LinuxLists.cc - [PATCH] zerocopy NFS for 2.5.36

2002-09-18 08:14:31

Subject: [PATCH] zerocopy NFS for 2.5.36

Hello,

I ported the zerocopy NFS patches against linux-2.5.36.

I made va05-zerocopy-nfsdwrite-2.5.36.patch more generic,
so that it would be easy to merge with NFSv4. Each procedure can
chose whether it can accept splitted buffers or not.
And I fixed a probelem that nfsd couldn't handle NFS-symlink
requests which were very large.

1)
ftp://ftp.valinux.co.jp/pub/people/taka/2.5.36/va10-hwchecksum-2.5.36.patch
This patch enables HW-checksum against outgoing packets including UDP frames.

2)
· · · · ·
### Task requirements:
According to the zerocopy NFS patch post, what does the va10-hwchecksum-2.5.36.patch enable?

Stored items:
· · · · ·
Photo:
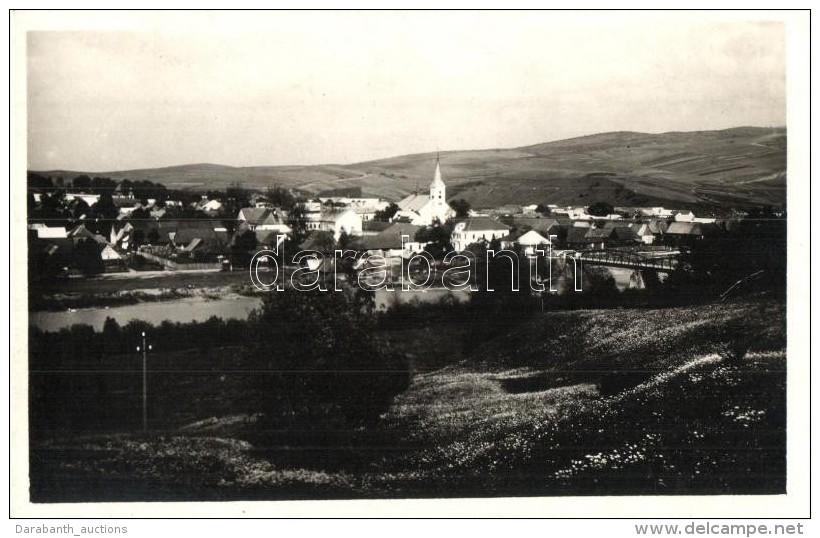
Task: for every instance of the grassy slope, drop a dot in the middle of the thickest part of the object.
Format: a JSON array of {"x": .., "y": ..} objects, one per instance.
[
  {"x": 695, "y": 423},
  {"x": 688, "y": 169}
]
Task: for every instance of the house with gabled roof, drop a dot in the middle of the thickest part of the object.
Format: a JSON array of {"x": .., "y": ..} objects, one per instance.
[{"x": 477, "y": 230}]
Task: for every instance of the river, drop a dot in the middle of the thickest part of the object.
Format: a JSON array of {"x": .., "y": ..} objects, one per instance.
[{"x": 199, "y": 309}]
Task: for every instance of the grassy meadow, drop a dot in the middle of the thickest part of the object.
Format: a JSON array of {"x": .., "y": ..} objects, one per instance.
· · · · ·
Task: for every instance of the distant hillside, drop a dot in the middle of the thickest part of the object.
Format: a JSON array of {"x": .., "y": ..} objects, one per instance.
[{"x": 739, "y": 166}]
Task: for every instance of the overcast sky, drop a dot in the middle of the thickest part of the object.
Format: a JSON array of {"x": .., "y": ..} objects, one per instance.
· · · · ·
### Task result:
It enables HW-checksum against outgoing packets, including UDP frames.